▶ _TASK INSTRUCTIONS_:
Revise the rows below, replacing "vehicle-count log" with "traffic survey" and leaving every other word unchanged.

----

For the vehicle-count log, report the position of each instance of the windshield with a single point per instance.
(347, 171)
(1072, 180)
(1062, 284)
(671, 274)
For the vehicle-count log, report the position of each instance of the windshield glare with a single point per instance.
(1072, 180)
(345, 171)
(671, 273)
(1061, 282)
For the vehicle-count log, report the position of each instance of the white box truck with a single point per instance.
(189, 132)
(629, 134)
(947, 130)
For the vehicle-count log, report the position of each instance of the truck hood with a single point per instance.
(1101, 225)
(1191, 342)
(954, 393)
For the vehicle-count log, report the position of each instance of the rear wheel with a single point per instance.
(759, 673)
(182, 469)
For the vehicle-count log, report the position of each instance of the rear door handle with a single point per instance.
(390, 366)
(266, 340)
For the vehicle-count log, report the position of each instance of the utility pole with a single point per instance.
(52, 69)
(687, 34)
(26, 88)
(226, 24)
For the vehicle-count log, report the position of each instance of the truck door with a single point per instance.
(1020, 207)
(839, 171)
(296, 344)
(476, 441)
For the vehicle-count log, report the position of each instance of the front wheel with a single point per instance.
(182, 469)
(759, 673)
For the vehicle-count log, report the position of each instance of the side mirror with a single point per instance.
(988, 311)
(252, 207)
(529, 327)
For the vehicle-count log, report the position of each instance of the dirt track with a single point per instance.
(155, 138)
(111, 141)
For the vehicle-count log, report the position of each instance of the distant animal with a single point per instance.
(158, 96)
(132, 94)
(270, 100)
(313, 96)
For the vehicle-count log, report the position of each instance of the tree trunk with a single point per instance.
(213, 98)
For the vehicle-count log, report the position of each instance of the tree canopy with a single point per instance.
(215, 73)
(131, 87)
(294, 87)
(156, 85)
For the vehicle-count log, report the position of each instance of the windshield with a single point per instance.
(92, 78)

----

▶ _RESULT_:
For the traffic survey, report the position of each instance of the windshield with a single point per instance.
(347, 171)
(1072, 180)
(1062, 284)
(671, 274)
For the traffic survey, report the position of each instance of the windshield glare with a single point per instance.
(1072, 180)
(345, 171)
(671, 273)
(1061, 282)
For the traffic survey, report the position of each instance of the white box truck with a single point per instance.
(189, 132)
(629, 134)
(947, 130)
For the traffic survey, report the position of each instance of the truck hood with a single point per instance.
(1101, 225)
(1191, 342)
(954, 393)
For the traffic survey, report the position of each instance of the rear wheel with a single point per instance.
(759, 673)
(182, 469)
For the traffic survey, report the position of each instance of the rear door handle with a single point per instance.
(390, 366)
(266, 340)
For the traffic survey, report the position of each instance of the utility pole with a single point per instance.
(52, 69)
(687, 34)
(26, 88)
(226, 24)
For the traffic survey, report the position of each instance of the truck door with a single point per instance.
(1020, 207)
(839, 171)
(296, 344)
(476, 441)
For the traffic survey, report the position of each instance of the front wheel with a single point per instance.
(182, 469)
(759, 673)
For the traffic survey, report the position of each instance of the side mirror with a single point per instance.
(988, 311)
(252, 207)
(529, 327)
For the traffic survey, report the position of each instance of the dirt track with a single point per instance.
(155, 138)
(111, 141)
For the traffic survey, report the position of each instance of the distant animal with a single point per instance.
(158, 96)
(132, 94)
(270, 100)
(313, 96)
For the traffic survey, report the position of each instance of the tree trunk with a single point per instance.
(213, 98)
For the traffic survey, report the position of each instance of the tree canopy with a single point per instance.
(215, 73)
(131, 87)
(294, 87)
(156, 85)
For the traffic survey, report the position of each instance of the windshield with a single point per instance.
(92, 78)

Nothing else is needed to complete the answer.